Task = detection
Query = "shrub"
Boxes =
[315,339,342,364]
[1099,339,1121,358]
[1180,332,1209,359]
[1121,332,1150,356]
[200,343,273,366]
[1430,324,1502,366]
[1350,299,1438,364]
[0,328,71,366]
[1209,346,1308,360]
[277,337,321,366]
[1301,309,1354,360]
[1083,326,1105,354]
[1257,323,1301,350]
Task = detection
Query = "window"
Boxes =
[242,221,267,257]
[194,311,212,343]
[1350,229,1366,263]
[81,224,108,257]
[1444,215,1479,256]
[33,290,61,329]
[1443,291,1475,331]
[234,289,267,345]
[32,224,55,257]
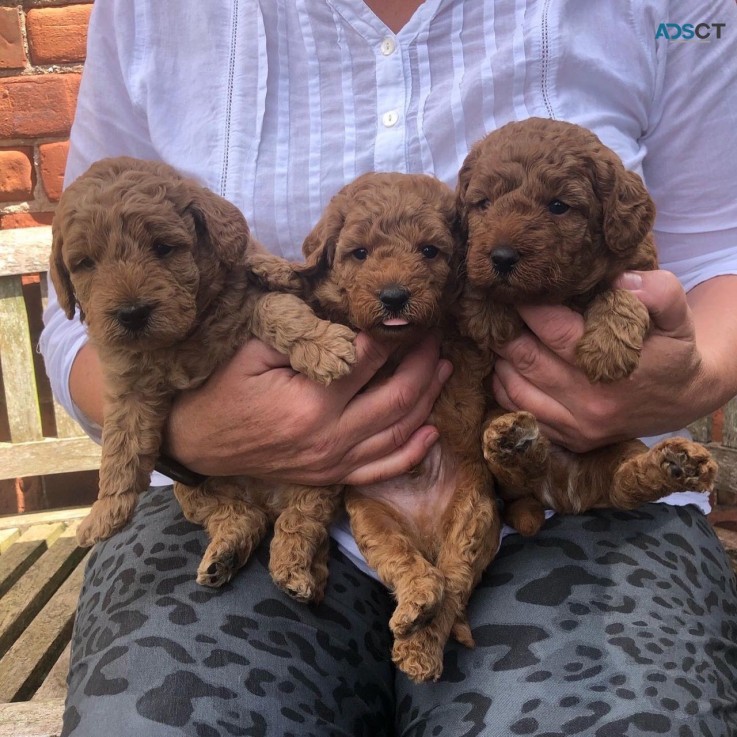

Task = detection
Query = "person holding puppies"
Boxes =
[42,0,737,737]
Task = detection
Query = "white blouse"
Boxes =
[41,0,737,576]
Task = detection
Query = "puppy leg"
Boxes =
[576,289,650,382]
[482,412,550,536]
[345,490,445,637]
[269,486,343,602]
[174,477,269,588]
[392,467,501,683]
[252,294,356,385]
[77,388,171,547]
[608,438,717,509]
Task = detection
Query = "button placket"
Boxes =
[375,36,407,171]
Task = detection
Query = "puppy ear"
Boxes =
[49,221,78,320]
[186,182,251,268]
[301,194,345,282]
[595,160,655,256]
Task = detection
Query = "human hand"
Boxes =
[493,271,711,452]
[166,334,452,485]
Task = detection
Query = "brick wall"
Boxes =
[0,0,92,229]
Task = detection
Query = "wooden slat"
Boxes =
[722,397,737,448]
[0,435,100,479]
[0,565,84,702]
[0,225,51,275]
[0,276,43,442]
[0,522,87,657]
[0,699,64,737]
[0,522,65,596]
[0,527,20,553]
[31,641,72,702]
[0,507,90,530]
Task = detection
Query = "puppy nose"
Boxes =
[379,284,410,312]
[115,305,153,330]
[491,246,519,275]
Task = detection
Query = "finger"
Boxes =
[614,269,694,339]
[492,360,573,427]
[343,425,439,485]
[495,333,588,401]
[518,305,584,365]
[328,333,432,405]
[340,341,453,446]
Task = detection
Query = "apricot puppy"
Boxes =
[258,174,500,681]
[457,118,716,535]
[50,157,354,586]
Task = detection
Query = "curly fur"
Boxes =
[457,118,716,535]
[260,173,500,681]
[50,157,355,586]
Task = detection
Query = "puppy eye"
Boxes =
[153,243,174,258]
[72,256,95,271]
[548,200,571,215]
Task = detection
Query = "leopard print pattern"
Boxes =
[62,488,737,737]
┄┄┄┄┄┄┄┄┄┄
__Exercise requirements__
Reproduce the full listing above, putting "localization" in place of every occurrence of "detection" and changing nothing else. Leave out the pictures.

__Written solution__
Task = localization
Query = "shrub"
Boxes =
[315,339,342,364]
[1099,339,1121,358]
[1180,332,1209,359]
[1121,332,1150,356]
[200,343,273,366]
[1430,324,1502,366]
[1350,299,1438,364]
[0,328,71,366]
[1209,346,1308,360]
[277,337,321,366]
[1301,309,1354,360]
[1083,326,1105,354]
[1257,323,1301,350]
Task = localization
Query = "window"
Boxes =
[242,221,267,257]
[194,311,212,343]
[1350,229,1366,263]
[81,224,108,257]
[1444,215,1479,256]
[33,290,61,329]
[1443,291,1475,331]
[234,289,267,345]
[32,224,55,257]

Task = localization
Query = "person holding puppies"
Boxes =
[42,0,737,737]
Task = localization
Query = "white blouse"
Boxes =
[41,0,737,576]
Task = localization
Query = "puppy leg"
Boxes =
[576,289,650,382]
[482,412,550,536]
[345,490,445,637]
[269,486,343,602]
[174,477,269,588]
[392,467,501,683]
[252,294,356,385]
[77,388,171,547]
[608,438,717,509]
Task = localization
Query = "button placket"
Boxes =
[375,36,407,171]
Task = localization
Query = "puppy ear"
Boxes =
[49,221,78,320]
[186,182,251,268]
[301,194,345,282]
[595,160,655,256]
Task = localization
Query = "human hand"
Boxes =
[493,271,711,452]
[166,334,452,485]
Task = localization
Query = "brick wall"
Boxes =
[0,0,92,229]
Task = localization
Query = "wooden slat"
Boxes =
[722,397,737,448]
[0,435,100,479]
[0,565,84,702]
[0,225,51,275]
[0,276,43,442]
[0,522,87,657]
[0,699,64,737]
[0,522,65,596]
[0,527,20,553]
[31,641,72,702]
[0,507,90,530]
Task = localization
Query = "puppy nose"
Boxes =
[379,284,410,312]
[115,305,153,330]
[491,246,519,275]
Task = localization
Query = "finger"
Boxes =
[614,269,694,339]
[492,360,573,427]
[343,425,439,485]
[495,333,588,401]
[518,305,584,365]
[328,333,432,405]
[340,341,453,446]
Task = localization
Query = "apricot puppy"
Boxes =
[258,174,500,681]
[457,118,716,535]
[50,157,354,586]
Task = localization
Query = "curly fur"
Boxes =
[457,118,716,535]
[260,173,500,681]
[50,157,355,586]
Task = localization
Query = "puppy eye"
Boxes =
[153,243,174,258]
[72,256,95,271]
[548,200,571,215]
Task = localization
Query = "leopard print pattern"
Boxes =
[62,488,737,737]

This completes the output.